### PROVIDED ENTRIES:
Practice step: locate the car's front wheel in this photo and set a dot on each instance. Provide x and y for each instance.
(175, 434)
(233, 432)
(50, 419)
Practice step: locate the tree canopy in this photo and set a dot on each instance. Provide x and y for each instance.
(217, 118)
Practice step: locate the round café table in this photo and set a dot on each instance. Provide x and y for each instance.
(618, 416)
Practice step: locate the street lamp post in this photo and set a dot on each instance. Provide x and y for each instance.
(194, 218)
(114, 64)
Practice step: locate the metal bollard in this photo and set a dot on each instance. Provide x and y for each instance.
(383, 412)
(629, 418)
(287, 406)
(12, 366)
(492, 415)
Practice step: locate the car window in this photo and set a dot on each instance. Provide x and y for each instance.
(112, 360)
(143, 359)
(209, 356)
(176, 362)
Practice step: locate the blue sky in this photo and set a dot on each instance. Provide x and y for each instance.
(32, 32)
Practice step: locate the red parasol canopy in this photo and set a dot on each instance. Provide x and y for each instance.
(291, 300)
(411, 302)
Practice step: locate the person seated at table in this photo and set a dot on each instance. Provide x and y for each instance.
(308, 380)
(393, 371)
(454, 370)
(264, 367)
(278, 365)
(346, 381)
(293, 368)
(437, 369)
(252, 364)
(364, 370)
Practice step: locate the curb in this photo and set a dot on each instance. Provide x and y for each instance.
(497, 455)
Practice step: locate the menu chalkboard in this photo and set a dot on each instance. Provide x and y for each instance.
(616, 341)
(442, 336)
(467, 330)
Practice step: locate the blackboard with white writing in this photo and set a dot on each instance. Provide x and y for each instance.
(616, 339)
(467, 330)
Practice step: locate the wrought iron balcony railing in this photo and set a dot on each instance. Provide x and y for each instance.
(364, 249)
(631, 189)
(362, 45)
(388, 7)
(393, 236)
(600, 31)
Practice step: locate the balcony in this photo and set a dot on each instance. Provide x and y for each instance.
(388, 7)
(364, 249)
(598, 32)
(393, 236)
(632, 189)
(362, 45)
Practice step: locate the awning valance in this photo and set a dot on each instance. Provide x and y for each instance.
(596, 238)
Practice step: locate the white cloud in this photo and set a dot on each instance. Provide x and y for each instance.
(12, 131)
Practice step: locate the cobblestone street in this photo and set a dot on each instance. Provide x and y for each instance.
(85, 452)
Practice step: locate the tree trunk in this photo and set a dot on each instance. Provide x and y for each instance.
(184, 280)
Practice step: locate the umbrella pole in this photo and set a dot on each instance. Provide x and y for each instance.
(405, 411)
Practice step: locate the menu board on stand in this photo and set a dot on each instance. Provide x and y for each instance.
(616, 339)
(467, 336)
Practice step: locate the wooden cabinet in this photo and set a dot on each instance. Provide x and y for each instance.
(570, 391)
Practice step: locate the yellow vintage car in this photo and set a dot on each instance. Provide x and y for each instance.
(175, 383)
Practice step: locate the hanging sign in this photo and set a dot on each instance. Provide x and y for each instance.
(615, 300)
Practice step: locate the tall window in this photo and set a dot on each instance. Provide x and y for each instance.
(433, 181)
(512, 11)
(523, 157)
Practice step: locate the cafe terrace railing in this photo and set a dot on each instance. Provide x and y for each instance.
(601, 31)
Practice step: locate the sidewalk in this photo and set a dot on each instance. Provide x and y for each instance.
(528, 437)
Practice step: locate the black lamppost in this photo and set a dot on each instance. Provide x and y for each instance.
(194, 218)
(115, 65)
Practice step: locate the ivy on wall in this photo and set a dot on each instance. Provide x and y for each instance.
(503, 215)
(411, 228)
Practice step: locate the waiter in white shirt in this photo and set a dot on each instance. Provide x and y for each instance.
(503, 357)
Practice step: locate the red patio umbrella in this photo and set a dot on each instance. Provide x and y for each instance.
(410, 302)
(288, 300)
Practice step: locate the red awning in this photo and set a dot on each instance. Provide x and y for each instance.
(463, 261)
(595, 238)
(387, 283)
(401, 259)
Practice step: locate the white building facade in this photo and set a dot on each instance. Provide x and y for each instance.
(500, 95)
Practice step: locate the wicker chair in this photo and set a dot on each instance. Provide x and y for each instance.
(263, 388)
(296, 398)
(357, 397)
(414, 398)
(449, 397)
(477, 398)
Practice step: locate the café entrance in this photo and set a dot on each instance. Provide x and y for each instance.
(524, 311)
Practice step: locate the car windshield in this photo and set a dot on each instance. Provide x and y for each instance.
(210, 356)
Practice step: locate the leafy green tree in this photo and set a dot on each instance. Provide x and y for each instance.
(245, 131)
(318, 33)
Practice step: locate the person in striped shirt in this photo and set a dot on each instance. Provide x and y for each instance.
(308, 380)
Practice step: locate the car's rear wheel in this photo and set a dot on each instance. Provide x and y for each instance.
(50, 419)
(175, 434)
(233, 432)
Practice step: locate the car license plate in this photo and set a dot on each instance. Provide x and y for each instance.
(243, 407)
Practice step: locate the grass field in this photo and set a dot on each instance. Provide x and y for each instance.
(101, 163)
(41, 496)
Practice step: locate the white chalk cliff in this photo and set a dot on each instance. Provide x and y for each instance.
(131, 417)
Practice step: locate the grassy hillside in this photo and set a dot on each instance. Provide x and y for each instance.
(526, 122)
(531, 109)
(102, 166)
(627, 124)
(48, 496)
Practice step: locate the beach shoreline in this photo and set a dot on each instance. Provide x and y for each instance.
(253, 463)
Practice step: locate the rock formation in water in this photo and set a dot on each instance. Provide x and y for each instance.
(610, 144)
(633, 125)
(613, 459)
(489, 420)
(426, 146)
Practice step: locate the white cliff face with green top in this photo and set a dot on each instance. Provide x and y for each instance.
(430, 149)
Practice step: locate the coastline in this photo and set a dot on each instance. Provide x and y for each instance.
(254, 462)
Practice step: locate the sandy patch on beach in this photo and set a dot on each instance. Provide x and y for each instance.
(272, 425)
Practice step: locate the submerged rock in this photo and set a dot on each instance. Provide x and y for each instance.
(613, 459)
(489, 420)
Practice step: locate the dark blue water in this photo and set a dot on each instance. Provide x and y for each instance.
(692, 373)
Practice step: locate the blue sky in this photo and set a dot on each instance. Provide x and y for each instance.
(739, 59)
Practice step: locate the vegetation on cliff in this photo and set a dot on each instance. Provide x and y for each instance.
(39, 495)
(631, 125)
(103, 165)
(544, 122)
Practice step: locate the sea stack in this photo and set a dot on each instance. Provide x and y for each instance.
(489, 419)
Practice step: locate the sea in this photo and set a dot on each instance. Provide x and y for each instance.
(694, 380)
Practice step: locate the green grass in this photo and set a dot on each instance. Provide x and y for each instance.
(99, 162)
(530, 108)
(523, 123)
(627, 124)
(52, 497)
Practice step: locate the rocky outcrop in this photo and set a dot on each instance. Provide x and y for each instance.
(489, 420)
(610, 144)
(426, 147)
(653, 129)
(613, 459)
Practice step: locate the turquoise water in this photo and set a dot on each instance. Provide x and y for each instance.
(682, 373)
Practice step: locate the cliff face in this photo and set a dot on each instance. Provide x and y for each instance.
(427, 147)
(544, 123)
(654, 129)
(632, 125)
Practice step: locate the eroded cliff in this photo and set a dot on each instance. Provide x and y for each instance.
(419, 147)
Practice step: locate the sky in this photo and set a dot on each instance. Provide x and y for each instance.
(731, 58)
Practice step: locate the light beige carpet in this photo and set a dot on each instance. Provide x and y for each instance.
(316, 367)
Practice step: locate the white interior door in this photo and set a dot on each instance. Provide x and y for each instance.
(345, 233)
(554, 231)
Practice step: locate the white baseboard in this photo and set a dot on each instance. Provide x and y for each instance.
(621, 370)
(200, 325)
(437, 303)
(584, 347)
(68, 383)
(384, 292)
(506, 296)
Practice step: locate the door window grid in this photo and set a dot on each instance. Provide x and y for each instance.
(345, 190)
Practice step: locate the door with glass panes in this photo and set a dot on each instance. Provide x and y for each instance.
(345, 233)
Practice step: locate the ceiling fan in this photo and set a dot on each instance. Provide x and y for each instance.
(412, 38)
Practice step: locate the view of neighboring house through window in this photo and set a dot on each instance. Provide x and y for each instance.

### REQUIRED ACTION:
Lines before the one containing "Practice step: locate the sky" are not wanted; please set down that line and every line after it through the end of the material, exactly.

### COMPLETED TASK:
Practice step: locate the sky in this photo and set a dot on each instance. Provide x and y for each instance.
(731, 58)
Practice step: locate the light beige carpet in this photo and set a dot on each instance. Provide x and y for each instance.
(316, 367)
Practice step: locate the white interior door in this photo and set a dot on each instance. Provide x and y for each instance.
(345, 233)
(554, 231)
Practice step: locate the white baseboard in this photo and set a dot on each instance. Provide x and y for each instance.
(621, 370)
(200, 325)
(437, 303)
(584, 347)
(68, 383)
(384, 292)
(506, 296)
Practice step: locate the door window grid in this photo and set a dot on each instance. Provide x and y for each instance.
(345, 190)
Practice step: locate the door with glass panes in this photo and set a dot on each instance. Provide x and y for each instance.
(345, 233)
Practice step: locate the ceiling fan in this photo and set a dot on each instance. Provide x and y for each instance.
(412, 38)
Practice step: locate the view of neighboring house through window in this photo and set a dot on each instance. Provide x and y for each instance.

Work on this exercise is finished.